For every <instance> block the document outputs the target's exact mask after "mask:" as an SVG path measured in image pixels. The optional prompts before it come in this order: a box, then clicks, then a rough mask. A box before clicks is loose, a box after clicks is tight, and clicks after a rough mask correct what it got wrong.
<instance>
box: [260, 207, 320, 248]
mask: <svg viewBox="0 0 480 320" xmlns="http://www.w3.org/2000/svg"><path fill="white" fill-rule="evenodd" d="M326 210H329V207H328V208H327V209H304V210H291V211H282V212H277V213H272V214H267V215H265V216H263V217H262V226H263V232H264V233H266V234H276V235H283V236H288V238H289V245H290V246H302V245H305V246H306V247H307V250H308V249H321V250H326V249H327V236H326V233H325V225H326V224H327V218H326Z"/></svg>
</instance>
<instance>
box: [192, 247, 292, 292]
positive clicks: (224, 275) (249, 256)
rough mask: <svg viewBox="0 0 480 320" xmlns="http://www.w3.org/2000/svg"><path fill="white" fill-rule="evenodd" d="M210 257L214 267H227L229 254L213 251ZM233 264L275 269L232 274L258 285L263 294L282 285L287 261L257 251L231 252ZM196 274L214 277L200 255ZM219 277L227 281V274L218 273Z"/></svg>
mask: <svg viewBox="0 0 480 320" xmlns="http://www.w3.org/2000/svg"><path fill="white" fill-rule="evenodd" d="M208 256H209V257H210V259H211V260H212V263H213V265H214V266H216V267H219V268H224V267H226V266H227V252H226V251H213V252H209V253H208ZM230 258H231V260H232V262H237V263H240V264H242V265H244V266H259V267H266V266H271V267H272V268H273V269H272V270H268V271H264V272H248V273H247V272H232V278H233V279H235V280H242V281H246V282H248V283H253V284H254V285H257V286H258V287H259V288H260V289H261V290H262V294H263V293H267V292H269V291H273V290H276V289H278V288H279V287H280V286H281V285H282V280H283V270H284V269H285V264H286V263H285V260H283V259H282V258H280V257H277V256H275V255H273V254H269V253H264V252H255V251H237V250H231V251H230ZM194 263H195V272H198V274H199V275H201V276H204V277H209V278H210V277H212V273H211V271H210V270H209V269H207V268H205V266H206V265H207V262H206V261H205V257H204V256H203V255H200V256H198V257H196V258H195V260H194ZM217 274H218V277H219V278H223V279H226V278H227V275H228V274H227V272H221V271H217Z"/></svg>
****
Format every line above as a Markdown table with the columns "No." and "Line", one row per line, and leave out any blank lines.

## Finished task
| No. | Line |
|---|---|
| 1 | For every <instance> block the document outputs the target's exact mask after "mask:" as an SVG path measured in image pixels. The optional prompts before it come in this order: a box, then clicks, then a rough mask. A box before clicks is loose, a box after clicks is tight, and clicks after a rough mask correct what it got wrong. |
| 2 | <instance> |
| 3 | box: [260, 207, 320, 248] |
| 4 | mask: <svg viewBox="0 0 480 320" xmlns="http://www.w3.org/2000/svg"><path fill="white" fill-rule="evenodd" d="M326 210H329V207H328V208H327V209H304V210H291V211H282V212H277V213H272V214H267V215H265V216H263V217H262V226H263V232H264V233H266V234H276V235H283V236H288V238H289V245H290V246H302V245H305V246H306V247H307V250H308V249H321V250H326V249H327V236H326V233H325V225H326V224H327V218H326Z"/></svg> |
| 5 | </instance> |
| 6 | <instance> |
| 7 | box: [192, 247, 292, 292] |
| 8 | positive clicks: (224, 275) (249, 256) |
| 9 | rough mask: <svg viewBox="0 0 480 320" xmlns="http://www.w3.org/2000/svg"><path fill="white" fill-rule="evenodd" d="M210 257L214 267H227L229 254L213 251ZM233 264L275 269L232 274L258 285L263 294L282 285L287 261L257 251L231 252ZM196 274L214 277L200 255ZM219 277L227 281V274L218 273Z"/></svg> |
| 10 | mask: <svg viewBox="0 0 480 320" xmlns="http://www.w3.org/2000/svg"><path fill="white" fill-rule="evenodd" d="M208 256H209V257H210V259H211V260H212V263H213V265H214V266H216V267H219V268H224V267H226V266H227V252H226V251H213V252H209V253H208ZM230 258H231V260H232V262H237V263H240V264H242V265H244V266H259V267H266V266H271V267H272V268H273V269H272V270H268V271H264V272H248V273H247V272H232V278H233V279H235V280H242V281H246V282H248V283H253V284H254V285H257V286H258V287H259V288H260V289H261V290H262V294H263V293H267V292H269V291H273V290H276V289H278V288H279V287H280V286H281V285H282V280H283V270H284V269H285V264H286V263H285V260H283V259H282V258H280V257H277V256H275V255H273V254H269V253H264V252H255V251H237V250H231V251H230ZM194 263H195V272H198V274H199V275H201V276H204V277H209V278H210V277H212V273H211V271H210V270H209V269H207V268H205V266H206V265H207V262H206V261H205V257H204V256H203V255H200V256H198V257H196V258H195V260H194ZM217 274H218V277H219V278H223V279H226V278H227V275H228V274H227V272H221V271H217Z"/></svg> |